Source records:

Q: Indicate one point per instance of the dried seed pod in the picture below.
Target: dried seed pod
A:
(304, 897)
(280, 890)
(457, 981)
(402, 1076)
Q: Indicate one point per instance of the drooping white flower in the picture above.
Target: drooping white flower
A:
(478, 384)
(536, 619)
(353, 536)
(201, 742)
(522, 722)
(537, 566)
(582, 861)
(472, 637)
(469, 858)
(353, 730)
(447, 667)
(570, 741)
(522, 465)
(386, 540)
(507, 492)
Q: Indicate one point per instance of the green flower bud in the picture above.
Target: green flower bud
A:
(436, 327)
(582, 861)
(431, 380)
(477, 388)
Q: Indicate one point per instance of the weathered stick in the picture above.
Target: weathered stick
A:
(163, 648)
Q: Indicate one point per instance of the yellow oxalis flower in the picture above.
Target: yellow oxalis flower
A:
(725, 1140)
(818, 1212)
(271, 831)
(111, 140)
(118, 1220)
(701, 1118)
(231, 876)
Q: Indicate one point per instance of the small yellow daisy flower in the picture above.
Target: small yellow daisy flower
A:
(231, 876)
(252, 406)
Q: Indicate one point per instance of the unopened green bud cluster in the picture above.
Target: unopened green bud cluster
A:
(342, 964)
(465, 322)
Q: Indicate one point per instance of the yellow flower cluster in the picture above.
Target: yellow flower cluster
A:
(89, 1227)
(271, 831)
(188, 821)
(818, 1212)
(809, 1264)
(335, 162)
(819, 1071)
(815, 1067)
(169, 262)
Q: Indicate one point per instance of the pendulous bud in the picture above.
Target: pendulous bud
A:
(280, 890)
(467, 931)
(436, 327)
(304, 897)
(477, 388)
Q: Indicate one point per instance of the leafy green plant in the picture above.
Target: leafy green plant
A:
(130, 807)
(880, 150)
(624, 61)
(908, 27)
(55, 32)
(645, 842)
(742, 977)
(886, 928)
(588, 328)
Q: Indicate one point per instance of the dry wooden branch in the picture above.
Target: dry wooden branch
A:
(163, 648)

Description of the task: For each record in the listing, output it again exactly.

Solution below:
Q: Indicate one point per instance of the dried seed pod in the picture below.
Target: dried seed pod
A:
(304, 897)
(280, 890)
(457, 981)
(402, 1076)
Q: Indicate one point per instance of the drooping white flower in the picture above.
Target: drooping white flower
A:
(478, 384)
(536, 619)
(353, 536)
(201, 742)
(522, 722)
(537, 566)
(582, 861)
(472, 637)
(469, 858)
(353, 730)
(447, 667)
(570, 741)
(522, 465)
(386, 540)
(507, 492)
Q: Indicate one point per instance of the green flower bud in the picture above.
Target: green flower bud
A:
(436, 327)
(582, 861)
(431, 380)
(477, 388)
Q: Indicate one point per instance of the weathered stick in the picture above.
Target: weathered stick
A:
(163, 648)
Q: Indicate one point per instance of the yellow oxalis flower in the picture above.
Target: yellow oxalis flower
A:
(725, 1140)
(818, 1212)
(271, 831)
(111, 140)
(118, 1220)
(701, 1118)
(231, 876)
Q: Indicate one point per instance of the small yellow daisy flower in the picture above.
Target: small yellow daisy flower
A:
(231, 876)
(252, 406)
Q: Indicate one point per instance of the unopened green bud cluster in the picture above.
Target: unopened green bud cluster
A:
(342, 964)
(465, 322)
Q: Indicate one point per instance of the yellow flower cluster in the picture above.
Target: yellow flower cluster
A:
(89, 1227)
(271, 831)
(188, 821)
(818, 1212)
(809, 1264)
(335, 162)
(819, 1071)
(815, 1067)
(169, 262)
Q: Indicate one point per instance of the pendulous bud in the picture above.
Target: pendulous bud
A:
(280, 890)
(467, 931)
(436, 327)
(304, 897)
(477, 388)
Q: Indicate one point per instance of the leafy green plant in the picture above.
Target: leafy green plant
A:
(130, 807)
(880, 150)
(624, 61)
(908, 27)
(55, 32)
(645, 842)
(742, 977)
(886, 928)
(588, 328)
Q: Indicate one point per instance of the dry wooden branch in the picture above.
Target: dry wooden branch
A:
(163, 648)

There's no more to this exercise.